---------- DATASET EXCERPTS

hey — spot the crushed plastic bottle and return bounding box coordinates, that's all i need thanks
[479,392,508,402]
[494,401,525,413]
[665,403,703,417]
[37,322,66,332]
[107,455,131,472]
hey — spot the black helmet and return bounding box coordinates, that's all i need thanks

--------------------

WHAT IS NEEDED:
Print the records above exactly. Omit nothing.

THE ANSWER:
hey — spot the crushed plastic bottle and return bounding box coordinates, that's all i need thanks
[479,392,508,402]
[494,401,525,413]
[665,403,703,417]
[37,322,66,332]
[107,455,131,472]
hey — spot the black helmet and return bounding box coordinates, that's all i need thanks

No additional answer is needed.